## THE TASK
Copy the stretch of the material below from the line containing "Please spot the mossy" through the line containing "point(318, 351)", substituting "lichen-covered bark" for "mossy bark" and leaving everything else unchanged. Give only those lines.

## DATA PROVIDED

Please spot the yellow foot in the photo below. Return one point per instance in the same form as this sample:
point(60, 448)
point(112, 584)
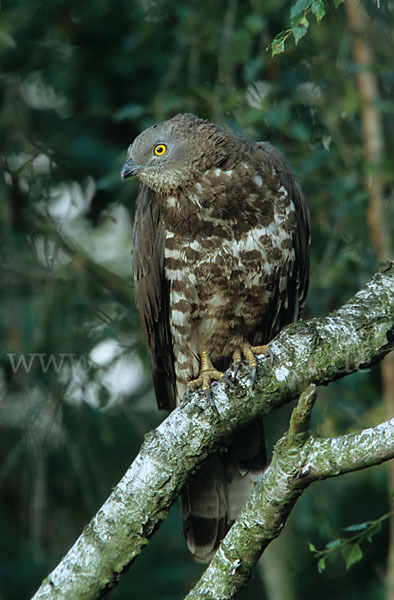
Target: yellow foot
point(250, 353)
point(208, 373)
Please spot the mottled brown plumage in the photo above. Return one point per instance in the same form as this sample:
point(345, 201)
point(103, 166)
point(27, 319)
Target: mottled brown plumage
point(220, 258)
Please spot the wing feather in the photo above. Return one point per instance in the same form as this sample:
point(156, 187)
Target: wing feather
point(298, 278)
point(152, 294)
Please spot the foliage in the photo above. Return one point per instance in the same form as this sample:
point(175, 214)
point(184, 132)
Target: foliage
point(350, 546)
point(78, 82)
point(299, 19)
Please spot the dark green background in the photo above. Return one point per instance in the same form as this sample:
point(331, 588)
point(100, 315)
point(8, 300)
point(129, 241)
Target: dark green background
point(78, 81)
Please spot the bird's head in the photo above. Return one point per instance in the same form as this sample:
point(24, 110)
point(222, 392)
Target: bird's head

* * *

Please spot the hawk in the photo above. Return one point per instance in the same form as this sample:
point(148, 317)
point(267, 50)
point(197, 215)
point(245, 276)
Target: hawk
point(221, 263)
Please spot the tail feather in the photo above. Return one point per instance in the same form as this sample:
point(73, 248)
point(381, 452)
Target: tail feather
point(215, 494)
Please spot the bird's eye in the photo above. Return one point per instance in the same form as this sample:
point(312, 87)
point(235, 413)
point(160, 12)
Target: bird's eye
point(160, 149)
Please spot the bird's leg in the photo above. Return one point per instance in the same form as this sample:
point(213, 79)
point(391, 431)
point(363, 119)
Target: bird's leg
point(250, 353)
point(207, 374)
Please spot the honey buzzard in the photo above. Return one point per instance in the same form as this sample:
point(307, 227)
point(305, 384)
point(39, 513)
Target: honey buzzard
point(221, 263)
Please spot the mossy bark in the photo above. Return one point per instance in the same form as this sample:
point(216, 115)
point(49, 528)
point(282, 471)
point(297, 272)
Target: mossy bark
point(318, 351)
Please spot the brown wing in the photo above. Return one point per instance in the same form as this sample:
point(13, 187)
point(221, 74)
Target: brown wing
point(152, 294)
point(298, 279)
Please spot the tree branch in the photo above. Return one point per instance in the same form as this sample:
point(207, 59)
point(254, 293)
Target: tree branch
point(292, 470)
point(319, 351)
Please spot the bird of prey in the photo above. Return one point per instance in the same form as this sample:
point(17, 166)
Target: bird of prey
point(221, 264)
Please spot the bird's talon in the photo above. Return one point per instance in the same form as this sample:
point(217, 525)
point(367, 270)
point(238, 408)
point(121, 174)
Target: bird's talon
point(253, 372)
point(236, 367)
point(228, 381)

## WRITTEN RESPONSE
Please spot the lichen-covered bark in the photo above. Return one point per instance in the same form as this sample:
point(216, 115)
point(49, 528)
point(282, 471)
point(297, 272)
Target: lichen-covered bark
point(318, 351)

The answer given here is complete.